*TEKST*:
De journalisten van Follow the Money verstuurden namens bewindspersonen nep-mails (spoofing) naar Kamerleden. Media brachten het als groot veiligheidsincident, maar er is niet ingebroken in inboxen en spoofen is al mogelijk zolang er e-mail is. Wat wel nieuws is, is dat de Tweede Kamer naliet om aanbevolen standaarden toe te passen die sinds twee jaar op de lijst van het Forum Standaardisatie staan. Voor overheidsinstellingen zijn deze standaarden verplicht bij grote IT-aanbestedingen, voor de Tweede Kamer is het een sterke aanbeveling. Hoewel het al een jaar bekend was dat de e-mailservers niet voldeden, ondernam de Kamer pas vorige week actie. Ingewikkeld is dat niet. Op internet.nl kun je controleren of een emaildomein aan de regels voldoet. Iedere systeembeheerder kan zo’n klus, het aanzetten van anti-spoofing-configuratie, in korte tijd klaren.

*OPGAVEN*:
1) Op welke website kun je volgens de tekst over de nep-mails nagaan of een e-maildomein aan de regels voldoet?
2) Citeer uit de tekst over de nep-mails het gedeelte vanaf "De journalisten van" tot en met "korte tijd klaren.".
De gegevens die hierna volgen, hebben geen verband met de tekst over de nep-mails.

*GESELECTEERDE GEGEVENS*:
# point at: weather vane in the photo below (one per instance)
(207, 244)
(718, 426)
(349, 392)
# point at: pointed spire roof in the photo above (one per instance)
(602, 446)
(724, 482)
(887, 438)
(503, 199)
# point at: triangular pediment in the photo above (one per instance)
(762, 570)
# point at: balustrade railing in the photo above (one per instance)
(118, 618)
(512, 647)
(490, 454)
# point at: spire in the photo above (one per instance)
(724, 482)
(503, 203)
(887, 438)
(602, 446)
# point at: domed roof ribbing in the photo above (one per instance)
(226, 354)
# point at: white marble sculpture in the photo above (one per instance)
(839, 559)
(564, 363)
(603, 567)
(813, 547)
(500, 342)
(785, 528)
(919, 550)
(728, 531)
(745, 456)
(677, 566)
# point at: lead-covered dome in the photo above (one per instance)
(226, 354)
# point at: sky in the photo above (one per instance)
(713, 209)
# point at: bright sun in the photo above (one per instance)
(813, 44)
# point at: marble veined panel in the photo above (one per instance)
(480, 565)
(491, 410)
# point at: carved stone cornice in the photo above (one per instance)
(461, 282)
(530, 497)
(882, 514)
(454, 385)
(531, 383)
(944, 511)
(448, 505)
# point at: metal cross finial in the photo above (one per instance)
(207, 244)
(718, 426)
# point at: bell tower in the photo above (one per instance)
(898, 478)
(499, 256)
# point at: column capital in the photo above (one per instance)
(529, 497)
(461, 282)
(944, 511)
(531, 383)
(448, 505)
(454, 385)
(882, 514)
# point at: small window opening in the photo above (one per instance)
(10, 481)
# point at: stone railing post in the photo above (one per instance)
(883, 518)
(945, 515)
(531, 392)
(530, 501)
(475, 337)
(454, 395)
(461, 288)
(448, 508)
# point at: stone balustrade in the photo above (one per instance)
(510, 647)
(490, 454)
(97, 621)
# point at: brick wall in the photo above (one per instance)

*ANTWOORDEN PER OPGAVE*:
1) Op internet.nl.

2)
De journalisten van Follow the Money verstuurden namens bewindspersonen nep-mails (spoofing) naar Kamerleden. Media brachten het als groot veiligheidsincident, maar er is niet ingebroken in inboxen en spoofen is al mogelijk zolang er e-mail is. Wat wel nieuws is, is dat de Tweede Kamer naliet om aanbevolen standaarden toe te passen die sinds twee jaar op de lijst van het Forum Standaardisatie staan. Voor overheidsinstellingen zijn deze standaarden verplicht bij grote IT-aanbestedingen, voor de Tweede Kamer is het een sterke aanbeveling. Hoewel het al een jaar bekend was dat de e-mailservers niet voldeden, ondernam de Kamer pas vorige week actie. Ingewikkeld is dat niet. Op internet.nl kun je controleren of een emaildomein aan de regels voldoet. Iedere systeembeheerder kan zo’n klus, het aanzetten van anti-spoofing-configuratie, in korte tijd klaren.